McFayden had fired off an email to his teammates soon after the accusations story broke, paraphrasing something from American Psycho, a contemporary novel they were reading in one of their classes about a New York stockbroker who murders people at night. (I do not include what he said here, except that I would not want one of my own sons writing anything like that.)

Nifong and Stephens already knew that McFayden was not a suspect, given that Mangum already had named her "attackers" during a photo lineup that violated federal, state, and Durham City procedures. Mangum had not identified McFayden as an attacker or someone who had helped the “rapists,” so while his email was inappropriate at best and downright nasty at worst, it had no bearing on the case, or what Nifong claimed was the case.

Note that Stephens did not release any other emails, including those that might have shed light on exculpatory evidence. Instead, he threw it out there for the public to read, and the reaction was predictable. Duke President Richard Brodhead immediately suspended McFayden (who later was re-instated), fired Duke’s men’s lacrosse coach, and cancelled the team’s season, a blow considering that Duke at the time was ranked number two in the nation. The McFayden email, which Nifong and Stephens knew was irrelevant, nonetheless became the defining moment in this whole episode, and it was held out as "proof" that the team was a den of rapists.

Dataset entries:
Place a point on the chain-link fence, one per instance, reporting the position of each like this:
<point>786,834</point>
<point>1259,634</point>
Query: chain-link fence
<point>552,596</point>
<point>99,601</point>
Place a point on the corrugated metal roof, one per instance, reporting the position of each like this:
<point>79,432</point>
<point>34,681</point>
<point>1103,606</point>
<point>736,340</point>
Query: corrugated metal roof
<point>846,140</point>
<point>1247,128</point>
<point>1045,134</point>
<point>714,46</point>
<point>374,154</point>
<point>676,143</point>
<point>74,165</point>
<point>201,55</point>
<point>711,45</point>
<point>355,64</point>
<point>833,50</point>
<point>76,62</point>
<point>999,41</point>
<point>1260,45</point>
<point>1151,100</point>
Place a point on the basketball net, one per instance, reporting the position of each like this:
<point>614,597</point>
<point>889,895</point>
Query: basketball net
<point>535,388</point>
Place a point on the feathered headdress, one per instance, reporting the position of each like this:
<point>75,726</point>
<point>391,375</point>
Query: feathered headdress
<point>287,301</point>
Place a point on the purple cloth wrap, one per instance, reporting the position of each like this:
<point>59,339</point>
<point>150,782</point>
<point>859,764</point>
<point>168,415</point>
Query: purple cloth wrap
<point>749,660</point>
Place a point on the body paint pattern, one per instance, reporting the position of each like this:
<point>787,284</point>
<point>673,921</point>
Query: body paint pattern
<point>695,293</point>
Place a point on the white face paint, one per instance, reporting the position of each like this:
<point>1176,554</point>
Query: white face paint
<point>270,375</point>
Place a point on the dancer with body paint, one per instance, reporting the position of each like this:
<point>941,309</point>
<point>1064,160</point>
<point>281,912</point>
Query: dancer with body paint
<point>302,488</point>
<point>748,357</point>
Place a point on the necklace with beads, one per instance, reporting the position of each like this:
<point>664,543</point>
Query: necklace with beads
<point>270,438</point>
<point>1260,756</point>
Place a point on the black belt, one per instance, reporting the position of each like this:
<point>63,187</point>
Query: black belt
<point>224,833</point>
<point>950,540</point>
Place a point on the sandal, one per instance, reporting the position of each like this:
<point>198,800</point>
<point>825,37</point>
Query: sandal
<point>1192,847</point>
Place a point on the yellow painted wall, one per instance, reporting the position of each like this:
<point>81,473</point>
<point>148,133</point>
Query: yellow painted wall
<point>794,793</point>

Work instructions:
(1) About the McFayden email passage:
(a) Which novel did McFayden paraphrase in his email to his teammates?
(b) During what procedure did Mangum name her "attackers"?
(c) What national ranking did Duke hold at the time its season was canceled?
(2) Could you pick up the McFayden email passage after its last sentence and continue it?
None of this material is needed.

Answers by task:
(1)
(a) American Psycho
(b) A photo lineup
(c) Number two in the nation

(2)
Nifong Plows On and Hides Evidence

Energized by the angry Duke response to the McFayden email, Nifong easily plowed on, unencumbered by the facts. He obtained indictments against Finnerty and Seligmann first, their pictures then being plastered on the cover of Newsweek as accused rapists. Evans would be indicted soon afterward.

But Nifong’s troubles with the evidence were just beginning. While Meehan’s lab was able to find a trace of Evans’ DNA on a fake fingernail Mangum wore (it was found in the trash can of the bathroom in the house where Evans lived), Nifong knew that as evidence, this ballyhooed DNA "match" really meant nothing, since Evans’ DNA most likely was all over items in his trash cans.

However, the story was becoming worse for Nifong, even if no one else knew it but he and Meehan. Mangum told investigators that she had not had sex with anyone for a week before the alleged incident, yet Meehan’s lab found sexual evidence from seven men, none of them lacrosse players.

This was explosive, for it demonstrated two things. First, it showed Mangum already had lied to police investigators, thus undermining her credibility. Second, it bolstered the account told by the accused, which was that none of them even had touched her. Something like this in the hands of the defense would have provided powerful exculpatory evidence, so Nifong and Meehan conspired, according to Meehan’s sworn testimony at a December 15, 2006, hearing, to withhold that evidence from the defense.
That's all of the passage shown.